START THE DATA

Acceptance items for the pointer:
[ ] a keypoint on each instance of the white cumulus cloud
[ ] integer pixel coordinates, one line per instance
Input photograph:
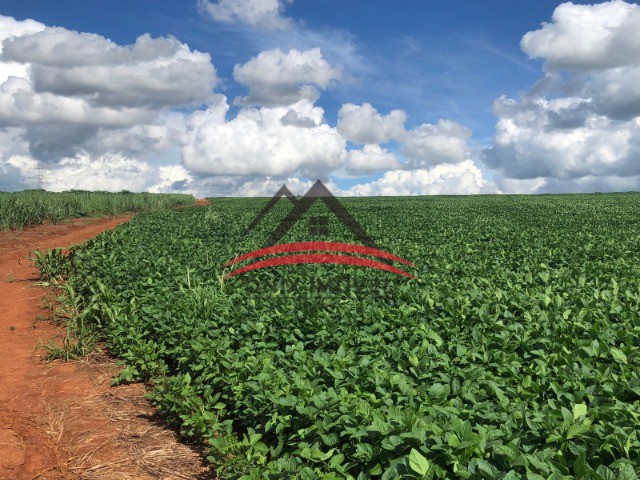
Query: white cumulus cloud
(276, 78)
(72, 92)
(257, 142)
(463, 178)
(587, 37)
(364, 124)
(263, 14)
(579, 128)
(371, 158)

END THE DATA

EXERCISE GOAL »
Please set down, word for word, the lines starting at the line that holds "[ ] integer" and running to the end of the listing, with no pictures.

FINAL ANSWER »
[ ] integer pixel coordinates, one line per instance
Input photograph:
Query: white cumulus cloud
(276, 78)
(72, 92)
(257, 142)
(463, 178)
(587, 37)
(364, 124)
(263, 14)
(579, 128)
(371, 158)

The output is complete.